EXTRACT TO READ section start

Casinos may reduce poverty, obesity in Native American communities

Modest reduction in overweight youth seen after addition of slot machines

GOOD BET?  Income gains from a new or expanded casino might go hand in hand with improved body weight in Native American children, a study finds.


Building a new casino on American Indian tribal land, or expanding an existing one, coincides with higher income and slightly lower rates of being overweight or obese in Native American children living nearby, researchers report in the March 5 JAMA.

Native Americans are more likely to be overweight or obese than their white non-Hispanic counterparts. Those living on tribal lands also face high rates of poverty. To find out whether an injection of legalized gambling affects these problems, researchers used census data to measure income changes in American Indians living near casinos and tapped school health assessments that included body mass measurements of American Indian children before and after casino development.

The study spanned 117 school districts in California, 57 of which experienced a casino opening or expansion between 2001 and 2012. In 24 others, a casino was in operation but didn’t expand, while 36 districts had no casino. The districts all included some American Indian students, with a median of 12 in each.

EXTRACT TO READ section end
INPUT DATA section start

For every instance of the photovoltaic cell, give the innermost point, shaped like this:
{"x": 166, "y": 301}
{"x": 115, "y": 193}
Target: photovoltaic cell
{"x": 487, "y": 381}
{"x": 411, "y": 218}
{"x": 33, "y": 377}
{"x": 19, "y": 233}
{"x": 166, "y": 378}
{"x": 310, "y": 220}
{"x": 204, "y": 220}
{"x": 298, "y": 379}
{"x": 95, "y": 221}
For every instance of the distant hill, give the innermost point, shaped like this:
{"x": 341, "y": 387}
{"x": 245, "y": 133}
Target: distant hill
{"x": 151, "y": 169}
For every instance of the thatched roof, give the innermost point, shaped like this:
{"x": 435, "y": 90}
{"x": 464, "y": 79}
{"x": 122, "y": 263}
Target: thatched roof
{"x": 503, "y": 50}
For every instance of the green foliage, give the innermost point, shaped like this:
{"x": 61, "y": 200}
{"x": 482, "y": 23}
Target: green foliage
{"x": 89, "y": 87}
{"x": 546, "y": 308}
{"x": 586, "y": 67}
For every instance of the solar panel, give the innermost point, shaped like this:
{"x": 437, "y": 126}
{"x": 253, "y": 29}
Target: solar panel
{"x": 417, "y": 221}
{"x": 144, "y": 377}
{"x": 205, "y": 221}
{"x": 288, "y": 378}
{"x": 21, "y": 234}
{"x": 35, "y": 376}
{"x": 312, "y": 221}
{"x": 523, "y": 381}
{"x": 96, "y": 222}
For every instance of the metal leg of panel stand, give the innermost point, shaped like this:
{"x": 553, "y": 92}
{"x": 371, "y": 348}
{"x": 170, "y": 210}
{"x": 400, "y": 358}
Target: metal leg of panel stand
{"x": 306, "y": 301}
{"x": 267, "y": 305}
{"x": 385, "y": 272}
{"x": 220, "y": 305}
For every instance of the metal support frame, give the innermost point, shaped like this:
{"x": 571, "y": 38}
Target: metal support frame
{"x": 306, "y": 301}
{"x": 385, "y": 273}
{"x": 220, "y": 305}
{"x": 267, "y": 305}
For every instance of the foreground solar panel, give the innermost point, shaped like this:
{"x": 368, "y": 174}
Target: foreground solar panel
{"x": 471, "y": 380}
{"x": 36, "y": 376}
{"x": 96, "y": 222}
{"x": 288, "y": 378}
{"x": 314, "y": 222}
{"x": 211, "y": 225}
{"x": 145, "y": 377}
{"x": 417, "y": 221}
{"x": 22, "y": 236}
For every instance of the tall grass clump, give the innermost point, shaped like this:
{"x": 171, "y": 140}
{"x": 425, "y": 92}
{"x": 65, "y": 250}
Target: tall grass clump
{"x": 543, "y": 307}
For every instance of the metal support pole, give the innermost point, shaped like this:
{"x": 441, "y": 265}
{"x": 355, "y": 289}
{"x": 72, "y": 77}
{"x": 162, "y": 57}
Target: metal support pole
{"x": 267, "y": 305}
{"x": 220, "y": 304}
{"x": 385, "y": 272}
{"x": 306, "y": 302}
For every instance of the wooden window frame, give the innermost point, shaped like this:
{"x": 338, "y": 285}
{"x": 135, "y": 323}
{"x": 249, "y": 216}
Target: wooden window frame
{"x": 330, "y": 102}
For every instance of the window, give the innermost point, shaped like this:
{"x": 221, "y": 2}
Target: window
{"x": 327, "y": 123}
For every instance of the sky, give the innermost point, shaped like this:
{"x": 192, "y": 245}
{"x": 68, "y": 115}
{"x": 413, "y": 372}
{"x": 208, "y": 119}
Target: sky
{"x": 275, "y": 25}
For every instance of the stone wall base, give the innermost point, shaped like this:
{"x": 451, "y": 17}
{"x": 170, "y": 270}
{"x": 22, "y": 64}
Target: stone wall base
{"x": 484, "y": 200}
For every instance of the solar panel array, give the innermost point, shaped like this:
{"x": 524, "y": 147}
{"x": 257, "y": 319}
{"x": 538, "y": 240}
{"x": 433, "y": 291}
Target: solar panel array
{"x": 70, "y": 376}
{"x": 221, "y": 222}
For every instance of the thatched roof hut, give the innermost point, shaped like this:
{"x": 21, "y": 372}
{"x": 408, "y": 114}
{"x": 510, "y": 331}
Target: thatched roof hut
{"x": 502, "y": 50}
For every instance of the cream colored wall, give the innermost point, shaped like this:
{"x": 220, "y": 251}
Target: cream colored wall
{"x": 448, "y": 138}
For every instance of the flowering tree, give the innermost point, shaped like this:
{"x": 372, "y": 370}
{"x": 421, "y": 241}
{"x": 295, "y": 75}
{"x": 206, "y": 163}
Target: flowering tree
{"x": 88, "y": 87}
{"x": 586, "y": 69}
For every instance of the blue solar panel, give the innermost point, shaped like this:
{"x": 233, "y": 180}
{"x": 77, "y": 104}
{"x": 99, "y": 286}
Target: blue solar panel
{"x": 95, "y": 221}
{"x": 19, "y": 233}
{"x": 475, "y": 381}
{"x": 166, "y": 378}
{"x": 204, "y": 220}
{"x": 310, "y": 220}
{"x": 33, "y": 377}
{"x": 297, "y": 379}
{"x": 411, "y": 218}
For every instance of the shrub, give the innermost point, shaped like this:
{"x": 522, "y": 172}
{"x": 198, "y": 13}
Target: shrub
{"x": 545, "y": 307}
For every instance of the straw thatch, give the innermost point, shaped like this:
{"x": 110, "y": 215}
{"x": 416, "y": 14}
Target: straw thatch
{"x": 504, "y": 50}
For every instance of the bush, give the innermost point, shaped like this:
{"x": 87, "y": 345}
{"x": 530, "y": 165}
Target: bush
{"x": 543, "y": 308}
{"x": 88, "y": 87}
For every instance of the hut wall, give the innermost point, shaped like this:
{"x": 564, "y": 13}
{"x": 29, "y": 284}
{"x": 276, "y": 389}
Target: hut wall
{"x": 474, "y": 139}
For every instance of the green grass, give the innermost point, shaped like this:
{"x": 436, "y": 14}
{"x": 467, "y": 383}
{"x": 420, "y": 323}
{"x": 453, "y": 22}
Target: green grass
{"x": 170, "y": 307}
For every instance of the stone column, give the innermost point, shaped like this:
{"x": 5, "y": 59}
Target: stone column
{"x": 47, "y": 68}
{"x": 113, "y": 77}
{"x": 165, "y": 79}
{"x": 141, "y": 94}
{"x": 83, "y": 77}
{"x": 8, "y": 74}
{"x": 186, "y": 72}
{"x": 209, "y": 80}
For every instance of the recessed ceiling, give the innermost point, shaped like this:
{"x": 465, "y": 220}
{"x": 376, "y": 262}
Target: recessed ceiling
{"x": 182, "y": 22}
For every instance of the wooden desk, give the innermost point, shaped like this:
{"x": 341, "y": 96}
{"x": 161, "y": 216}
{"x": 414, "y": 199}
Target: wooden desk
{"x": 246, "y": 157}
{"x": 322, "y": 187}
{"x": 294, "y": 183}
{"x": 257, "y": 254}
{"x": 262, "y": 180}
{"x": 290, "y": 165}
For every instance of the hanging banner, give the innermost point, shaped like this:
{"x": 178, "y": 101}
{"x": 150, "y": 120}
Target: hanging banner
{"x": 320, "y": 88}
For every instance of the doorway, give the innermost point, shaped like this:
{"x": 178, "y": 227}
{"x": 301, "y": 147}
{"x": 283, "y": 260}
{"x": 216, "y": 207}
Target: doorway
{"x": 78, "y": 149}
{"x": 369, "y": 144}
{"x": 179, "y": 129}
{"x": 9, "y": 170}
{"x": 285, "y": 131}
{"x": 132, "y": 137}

INPUT DATA section end
INPUT DATA section start

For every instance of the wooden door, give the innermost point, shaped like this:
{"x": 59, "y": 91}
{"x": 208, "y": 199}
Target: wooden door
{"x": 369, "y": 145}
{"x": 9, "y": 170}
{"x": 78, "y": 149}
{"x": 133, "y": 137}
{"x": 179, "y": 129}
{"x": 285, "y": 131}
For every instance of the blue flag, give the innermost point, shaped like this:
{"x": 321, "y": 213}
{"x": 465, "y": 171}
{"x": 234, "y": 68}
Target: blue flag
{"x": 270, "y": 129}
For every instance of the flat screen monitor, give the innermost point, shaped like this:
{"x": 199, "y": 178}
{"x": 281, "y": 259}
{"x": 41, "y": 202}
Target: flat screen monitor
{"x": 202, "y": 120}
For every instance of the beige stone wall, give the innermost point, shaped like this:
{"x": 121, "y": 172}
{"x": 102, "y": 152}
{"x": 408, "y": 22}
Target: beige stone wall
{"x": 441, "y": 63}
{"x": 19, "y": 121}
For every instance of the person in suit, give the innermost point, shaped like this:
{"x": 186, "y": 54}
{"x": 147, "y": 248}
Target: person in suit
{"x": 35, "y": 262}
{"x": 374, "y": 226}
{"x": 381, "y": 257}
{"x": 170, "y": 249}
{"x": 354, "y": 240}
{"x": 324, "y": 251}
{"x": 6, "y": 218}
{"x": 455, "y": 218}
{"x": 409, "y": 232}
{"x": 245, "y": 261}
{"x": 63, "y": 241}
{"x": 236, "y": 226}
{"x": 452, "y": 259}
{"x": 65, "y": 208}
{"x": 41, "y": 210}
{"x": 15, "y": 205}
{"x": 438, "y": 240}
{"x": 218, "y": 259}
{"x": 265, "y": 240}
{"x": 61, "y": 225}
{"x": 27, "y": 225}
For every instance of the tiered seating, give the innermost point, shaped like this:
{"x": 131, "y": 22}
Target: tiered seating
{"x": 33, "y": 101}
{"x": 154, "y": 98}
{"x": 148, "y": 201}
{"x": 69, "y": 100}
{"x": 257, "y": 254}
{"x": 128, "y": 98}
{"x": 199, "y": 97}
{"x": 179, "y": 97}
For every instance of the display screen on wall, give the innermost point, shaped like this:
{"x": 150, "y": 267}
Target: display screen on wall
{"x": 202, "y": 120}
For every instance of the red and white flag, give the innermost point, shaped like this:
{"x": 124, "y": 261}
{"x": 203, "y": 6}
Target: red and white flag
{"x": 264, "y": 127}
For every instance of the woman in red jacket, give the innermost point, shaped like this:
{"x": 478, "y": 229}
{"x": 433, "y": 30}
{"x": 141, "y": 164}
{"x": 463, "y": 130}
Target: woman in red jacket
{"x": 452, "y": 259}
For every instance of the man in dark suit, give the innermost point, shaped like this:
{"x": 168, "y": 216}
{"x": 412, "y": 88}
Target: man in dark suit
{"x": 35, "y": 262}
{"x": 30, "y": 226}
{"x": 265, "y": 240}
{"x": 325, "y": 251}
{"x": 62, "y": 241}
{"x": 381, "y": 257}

INPUT DATA section end

EXPLORE THE MATERIAL:
• a. List each group of school districts that the casino study article describes, with the number of districts in each group.
• b. Continue the article on casinos and Native American children's weight, starting after its final sentence.
These records were taken from a separate source and are unrelated to the text.

RESPONSES TO THE EXERCISE:
• a.
- 57 districts that experienced a casino opening or expansion between 2001 and 2012
- 24 districts where a casino was in operation but didn't expand
- 36 districts with no casino

• b.
The researchers calculated the effect of each new slot machine on Native American income and on child body mass index, or BMI — a measure of weight that accounts for height.

On average, an expanded or new casino added 13 slot machines per person in the local tribal community. Per capita annual income rose by $541 per slot machine added. That suggests that a tribal member living near a casino that added the average number of slots would have seen annual income grow by an additional $7,033 over that span beyond tribes not opening or expanding casinos.

In the school districts, the researchers found that 48 percent of Native American children ages 7 to 18 were overweight or obese, higher than the national rate of roughly 30 percent. Being overweight or obese means the child was at the 85th percentile or higher in BMI. After a casino arrival or expansion, the researchers estimated, the fraction of kids with BMI in this overweight or obese category would go down by about 2.5 percentage points, on average.

“This is a really important contribution to this field of study,” says Daniel Hruschka, an epidemiologist and anthropologist at Arizona State University in Tempe. But he notes that the numbers reveal only “a moderate improvement” in BMI despite a considerable increase in incomes.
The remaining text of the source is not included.